* [Text section]:

5. A metal vase-form drinking vessel, 5 inches in height, together with photograph (in album) of the vessel at Gandhi's side during his 1944 visit.
6. A metal thermos with lid, 13 ½ inches in height, with oxidation and wear.
7. A string of wooden prayer beads now in three pieces and with some beads loose, approximately 30 inches in length. Gandhi's personal prayer beads.
8. Two large handwoven white linen textiles, together with spun yarn. Woven by Gandhi during his stay at Palm Bun, Juhu, 1944 and mentioned in the Morarjee honorarium: "The Mahatma ... graciously presented Sumati with several hanks of yarn he had spun during his detention at the Aga Khan palace. Each piece was marked with the date on which it was spun, and Gandhiji asked her to make saris out of the fabric later woven from them at Sevagram. 'Bapu, I am not worthy to wear saris made out of the yarn spun by you,' Sumati protested" (p 33). Considered by Morarjee as among her most prized possessions.
9. 3 small carved soapstone "Three Wise Monkeys" figurines, each 1 inch in height, on a carved wooden base, the personification of "See No Evil, Hear No Evil, Speak No Evil." One of Gandhi's few personal possessions, presented by him to Morarjee during his 1944 stay.
10. A collection of correspondence, approximately 9 pages, from Gandhi to Sumati and Shantikumar Morarjee, 1920s-1940s, most regarding arrangements for impending visits; all apparently published in the Collected Writings.
11. A small album of black-and-white photographs of Gandhi at Juhu with Morarjee and others. Prints approximately 5 x 7 inches. Many of the items in this collection are documented in the album. Morarjee's collection of photographs was used in both Tendulkar's Gandhiji (1944) and in Vithalbhai Jhaveri's epic film biography of Gandhi.

* [Data under study]:
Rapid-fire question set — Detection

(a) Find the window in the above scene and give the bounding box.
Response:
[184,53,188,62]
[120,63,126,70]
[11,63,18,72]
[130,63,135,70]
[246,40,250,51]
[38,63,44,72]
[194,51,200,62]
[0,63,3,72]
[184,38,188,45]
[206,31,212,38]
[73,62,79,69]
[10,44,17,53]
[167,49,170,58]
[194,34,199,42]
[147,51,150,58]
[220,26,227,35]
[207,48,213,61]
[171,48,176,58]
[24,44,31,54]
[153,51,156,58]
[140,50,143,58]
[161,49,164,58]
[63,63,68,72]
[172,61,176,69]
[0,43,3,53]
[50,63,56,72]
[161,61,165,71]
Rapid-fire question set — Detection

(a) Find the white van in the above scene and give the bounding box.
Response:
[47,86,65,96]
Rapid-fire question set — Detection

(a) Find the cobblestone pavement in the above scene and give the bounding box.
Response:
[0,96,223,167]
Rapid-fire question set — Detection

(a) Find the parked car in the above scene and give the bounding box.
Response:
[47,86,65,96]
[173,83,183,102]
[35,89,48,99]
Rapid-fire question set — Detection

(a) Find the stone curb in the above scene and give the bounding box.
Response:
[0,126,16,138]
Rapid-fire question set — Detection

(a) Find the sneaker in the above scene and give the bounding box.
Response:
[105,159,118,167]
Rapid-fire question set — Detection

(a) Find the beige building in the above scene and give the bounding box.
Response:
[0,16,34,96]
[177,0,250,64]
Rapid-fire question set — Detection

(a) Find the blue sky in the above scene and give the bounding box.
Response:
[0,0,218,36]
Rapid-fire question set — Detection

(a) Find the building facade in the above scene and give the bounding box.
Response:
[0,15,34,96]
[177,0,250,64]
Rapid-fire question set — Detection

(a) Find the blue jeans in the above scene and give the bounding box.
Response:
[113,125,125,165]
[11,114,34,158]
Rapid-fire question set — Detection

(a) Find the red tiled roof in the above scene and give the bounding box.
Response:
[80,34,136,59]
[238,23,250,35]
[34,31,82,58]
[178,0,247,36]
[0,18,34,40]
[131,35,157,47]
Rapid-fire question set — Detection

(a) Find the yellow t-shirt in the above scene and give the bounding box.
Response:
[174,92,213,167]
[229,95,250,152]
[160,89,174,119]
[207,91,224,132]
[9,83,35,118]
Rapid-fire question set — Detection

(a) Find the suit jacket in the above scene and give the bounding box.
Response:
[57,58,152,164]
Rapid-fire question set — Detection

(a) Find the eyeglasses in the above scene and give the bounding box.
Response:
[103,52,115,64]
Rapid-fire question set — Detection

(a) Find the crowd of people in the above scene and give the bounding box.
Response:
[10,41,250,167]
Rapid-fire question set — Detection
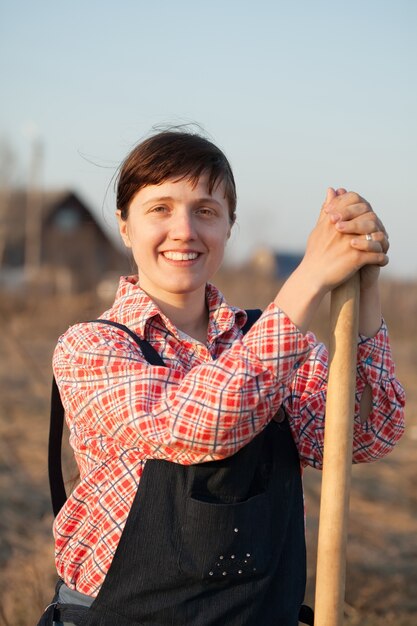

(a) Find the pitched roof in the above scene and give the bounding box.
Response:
[0,189,114,245]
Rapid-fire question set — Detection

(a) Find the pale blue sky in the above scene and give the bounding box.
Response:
[0,0,417,278]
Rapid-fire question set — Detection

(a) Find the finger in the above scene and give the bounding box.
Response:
[326,187,371,212]
[350,235,384,252]
[329,212,381,235]
[363,231,389,253]
[351,245,389,267]
[318,187,336,222]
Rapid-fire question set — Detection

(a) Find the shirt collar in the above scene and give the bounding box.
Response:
[111,275,247,343]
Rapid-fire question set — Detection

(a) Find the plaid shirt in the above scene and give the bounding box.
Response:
[53,277,404,596]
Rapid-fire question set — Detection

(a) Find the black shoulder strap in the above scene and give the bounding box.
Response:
[242,309,262,335]
[48,309,262,516]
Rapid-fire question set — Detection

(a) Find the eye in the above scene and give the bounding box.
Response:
[197,206,215,217]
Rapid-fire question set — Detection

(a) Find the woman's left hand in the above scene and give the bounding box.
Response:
[323,187,389,292]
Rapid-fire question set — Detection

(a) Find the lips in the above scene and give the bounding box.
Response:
[162,250,199,261]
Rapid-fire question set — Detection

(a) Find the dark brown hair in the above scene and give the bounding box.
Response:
[116,130,236,224]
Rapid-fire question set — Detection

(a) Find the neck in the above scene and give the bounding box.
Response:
[141,286,209,343]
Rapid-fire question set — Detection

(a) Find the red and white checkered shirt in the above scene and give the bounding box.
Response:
[53,277,404,596]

* [Task item A]: In the list of Gandhi's belongings, write out the passage starting at "6. A metal thermos" and ending at "personal prayer beads.", swapping "thermos" for "flask".
* [Task item B]: According to the list of Gandhi's belongings, where was Gandhi when he spun the yarn he gave to Sumati?
* [Task item C]: Please extend the list of Gandhi's belongings past its last entry.

* [Answer box A]:
6. A metal flask with lid, 13 ½ inches in height, with oxidation and wear.
7. A string of wooden prayer beads now in three pieces and with some beads loose, approximately 30 inches in length. Gandhi's personal prayer beads.

* [Answer box B]: At the Aga Khan palace, during his detention there.

* [Answer box C]:
12. A small man's linen cap woven, with some damage and loss. According to the Morarjee family, this hat was woven by Gandhi and presented to Morarjee during his stay at Palm Bun.
Present also are two strands of spun linen woven by Nehru, dated 1941, with accompanying label; a carved wooden figure of Gandhi with staff, height approximately 9 inches, n.d. Presented posthumously to Mrs. Morarjee by one of Mahatma Gandhi's close associates (and his film biographer), Vitthalbhai Jhaveri; a small bronze plaque from Palm Bun at Juhu memorializing Gandhi's 1924 visit; and a 7 pp typed transcription of interview with Sumati Morarjee conducted by UNICEF and discussing her career and the family's relationship with Gandhi, pages with dampstain and loss.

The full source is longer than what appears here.